-- Selected excerpt follows --
Census estimates show population decline in 16 states, a national increase of just 7%
With a perfect storm of aging residents, low birth rates, COVID-19 deaths and immigration cutbacks, 16 states saw population decreases last year as the United States experienced the slowest national population growth since the Great Depression.
The nation grew only about 7% between 2010 and 2020, similar to the previous historic low between 1930 and 1940, according to new Census Bureau estimates, which do not reflect the 2020 census counts. The agency will release the final 2020 census tally in March.
California, Massachusetts and Ohio had been growing throughout the past decade until last year, while Michigan, New Jersey and Pennsylvania began slides in 2019. Longerterm losses continued for Alaska, Connecticut, Hawaii, Illinois, Louisiana, Mississippi, New York, Rhode Island, Vermont and West Virginia.
The latest population drops could lead to economic stagnation for states. The bicoastal tech boom has been fueled by new residents, including foreign-born students and other skilled workers using immigration visas, while many smaller cities and towns depend on unskilled farm or factory labor and need more immigration to stay productive.
“Knowledge and living standards stagnate for a population that gradually vanishes,” said Stanford University economist Charles Jones in a September paper published by the National Bureau of Economic Research.
New York and California, both hit early by the pandemic, had some of the biggest drops between mid-2019 and mid-2020, with New York losing about 126,000 people and California losing almost 70,000, according to annual Census Bureau estimates that are not related to the official 2020 census counts. The annual estimates are based on births, deaths, construction permits and other records.
Also, Illinois’ population slide continued with a drop of about 79,000. New York and Illinois had the largest percentage drops in population, about twothirds of 1% for each.
The big gainers were Texas, up about 374,000 people for the year, and Florida, up about 241,000, though the figures do not take into consideration the coronavirus spikes that happened in those states after July. In percentage terms, the Mountain West states of Idaho (2.1% growth for the year) followed by Arizona (1.8%), Nevada and Utah (1.5%) grew fastest.
The national population slowdown last year may reflect the ravages of the pandemic, said William Frey, a senior fellow at the nonpartisan Brookings Institution who studies demographic changes. Deaths rose and international borders closed.
But many trends were already in place — an aging population of baby boomers, millennials postponing childbearing and cutbacks in immigration under the Trump administration. And the pandemic could have an unpredictable effect on the census count, finished under pressures from COVID-19 shutdowns.
Confusion in the count also may arise because many people made temporary moves related to virus outbreaks, but had to be counted where they were living on April 1, 2020, known as Census Day, said Frey. “You really don’t know how successful they were in getting people to say where they were on Census Day, if they even remember,” Frey said.
The results mean New York is more likely to lose a seat in Congress and an Electoral College vote, and dim California’s hopes of staving off such a loss, according to an analysis by Kimball Brace, a Virginiabased election data consultant. Alabama also is in danger of losing a seat.
Florida would get an additional seat based on last year’s growth, according to Brace’s analysis.
“The full census will give us a lot more information, but it also depends on how well the census was done,” Brace said.
-- Selected excerpt concluded --
_Exercises to complete_
• A. Reproduce the passage of the census estimates article from "Census estimates show" up to and including "tally in March.".
• B. In the census estimates article, which state grew fastest in percentage terms for the year, and at what rate?
-- Supplied records follows --
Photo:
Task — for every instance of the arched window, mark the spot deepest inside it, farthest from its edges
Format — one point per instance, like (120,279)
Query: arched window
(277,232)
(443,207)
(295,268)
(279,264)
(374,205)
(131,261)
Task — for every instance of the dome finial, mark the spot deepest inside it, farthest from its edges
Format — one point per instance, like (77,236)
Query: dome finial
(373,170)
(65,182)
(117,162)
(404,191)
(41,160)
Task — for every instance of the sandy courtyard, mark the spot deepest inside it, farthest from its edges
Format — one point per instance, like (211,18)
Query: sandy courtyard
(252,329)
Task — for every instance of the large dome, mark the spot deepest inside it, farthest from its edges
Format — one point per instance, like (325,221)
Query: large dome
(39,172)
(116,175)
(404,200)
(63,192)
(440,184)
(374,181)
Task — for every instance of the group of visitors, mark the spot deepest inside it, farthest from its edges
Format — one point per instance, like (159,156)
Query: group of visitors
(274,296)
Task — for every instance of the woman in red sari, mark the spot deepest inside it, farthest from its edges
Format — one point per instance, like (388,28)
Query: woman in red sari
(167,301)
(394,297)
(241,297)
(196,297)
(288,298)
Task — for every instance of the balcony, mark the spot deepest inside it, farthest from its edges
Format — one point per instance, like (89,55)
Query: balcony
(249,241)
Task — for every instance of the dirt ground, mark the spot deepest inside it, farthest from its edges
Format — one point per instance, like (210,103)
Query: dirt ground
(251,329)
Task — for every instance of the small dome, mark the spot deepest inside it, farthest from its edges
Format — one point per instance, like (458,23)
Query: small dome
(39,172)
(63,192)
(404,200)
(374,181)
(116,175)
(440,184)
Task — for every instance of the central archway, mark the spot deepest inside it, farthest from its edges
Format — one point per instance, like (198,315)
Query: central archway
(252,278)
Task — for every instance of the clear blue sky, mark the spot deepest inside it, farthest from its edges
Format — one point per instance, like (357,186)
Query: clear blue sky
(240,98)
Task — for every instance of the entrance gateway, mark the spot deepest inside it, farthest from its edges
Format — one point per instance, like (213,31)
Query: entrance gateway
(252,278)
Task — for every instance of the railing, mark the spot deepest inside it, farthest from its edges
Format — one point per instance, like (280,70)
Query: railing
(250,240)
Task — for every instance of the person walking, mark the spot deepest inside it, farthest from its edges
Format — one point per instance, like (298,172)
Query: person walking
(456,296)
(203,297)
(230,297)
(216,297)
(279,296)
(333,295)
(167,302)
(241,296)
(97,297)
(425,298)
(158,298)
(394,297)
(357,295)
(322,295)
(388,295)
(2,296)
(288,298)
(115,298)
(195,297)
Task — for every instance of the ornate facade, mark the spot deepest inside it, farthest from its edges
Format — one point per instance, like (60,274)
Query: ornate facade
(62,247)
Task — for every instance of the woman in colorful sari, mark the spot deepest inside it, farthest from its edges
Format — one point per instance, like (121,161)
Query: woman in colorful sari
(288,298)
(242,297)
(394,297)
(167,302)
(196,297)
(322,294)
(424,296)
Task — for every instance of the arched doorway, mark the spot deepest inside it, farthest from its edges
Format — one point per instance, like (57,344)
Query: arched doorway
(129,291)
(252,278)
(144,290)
-- Supplied records concluded --
_Task results_
• A.
Census estimates show population decline in 16 states, a national increase of just 7%
With a perfect storm of aging residents, low birth rates, COVID-19 deaths and immigration cutbacks, 16 states saw population decreases last year as the United States experienced the slowest national population growth since the Great Depression.
The nation grew only about 7% between 2010 and 2020, similar to the previous historic low between 1930 and 1940, according to new Census Bureau estimates, which do not reflect the 2020 census counts. The agency will release the final 2020 census tally in March.

• B. Idaho, with 2.1% growth.